- EXERCISE DIRECTIONS
The lines running from the one that contains "Each instance receives one keypoint. Mark the desert ground" to the end of the records below are what to reproduce, exactly and without pictures.

════════════════════

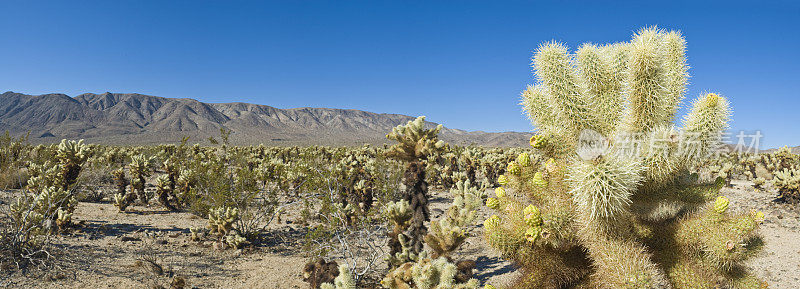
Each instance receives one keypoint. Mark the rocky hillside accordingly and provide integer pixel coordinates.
(117, 118)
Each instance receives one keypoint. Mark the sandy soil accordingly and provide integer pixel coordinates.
(105, 249)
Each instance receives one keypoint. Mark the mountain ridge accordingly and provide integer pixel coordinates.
(133, 118)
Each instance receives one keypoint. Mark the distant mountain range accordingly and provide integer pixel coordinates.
(130, 118)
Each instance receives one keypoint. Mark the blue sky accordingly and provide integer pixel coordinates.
(461, 63)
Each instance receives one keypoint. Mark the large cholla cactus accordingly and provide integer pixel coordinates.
(448, 233)
(415, 144)
(787, 182)
(415, 141)
(140, 169)
(616, 205)
(71, 155)
(122, 199)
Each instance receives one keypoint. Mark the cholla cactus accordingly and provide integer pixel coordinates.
(121, 199)
(787, 182)
(398, 214)
(234, 240)
(71, 155)
(140, 169)
(427, 274)
(415, 144)
(343, 281)
(220, 220)
(164, 191)
(448, 233)
(616, 205)
(46, 210)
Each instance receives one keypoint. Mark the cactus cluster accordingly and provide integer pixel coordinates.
(49, 200)
(415, 144)
(616, 204)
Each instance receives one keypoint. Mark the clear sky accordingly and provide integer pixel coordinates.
(461, 63)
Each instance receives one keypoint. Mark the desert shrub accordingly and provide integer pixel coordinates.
(616, 205)
(13, 156)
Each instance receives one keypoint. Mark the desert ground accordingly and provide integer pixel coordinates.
(112, 250)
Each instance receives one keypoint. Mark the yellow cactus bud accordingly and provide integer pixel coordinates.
(510, 208)
(537, 141)
(524, 159)
(493, 203)
(513, 168)
(759, 216)
(532, 233)
(500, 192)
(538, 180)
(533, 217)
(492, 222)
(502, 180)
(721, 204)
(550, 165)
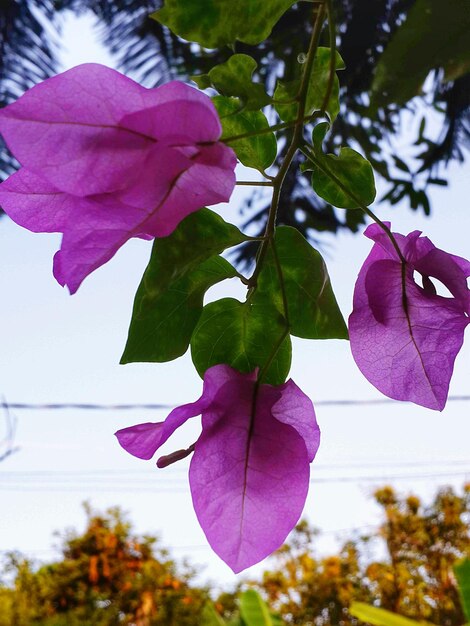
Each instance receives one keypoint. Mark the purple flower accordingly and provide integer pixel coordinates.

════════════════════

- YOUR SOLUTION
Each instance receives one keypoint. Mark the desert ground accordingly and provide integer pixel coordinates.
(112, 250)
Each instance receives one keypoint. Mark the yellow cactus bud accordingly and provide integer pixel coordinates.
(510, 208)
(537, 141)
(524, 159)
(493, 203)
(513, 168)
(759, 216)
(532, 233)
(500, 192)
(538, 180)
(533, 217)
(492, 222)
(502, 180)
(721, 204)
(550, 165)
Each instance receives one keypoint. Mark the purple flower accordingly and provide integer pixel coordinates.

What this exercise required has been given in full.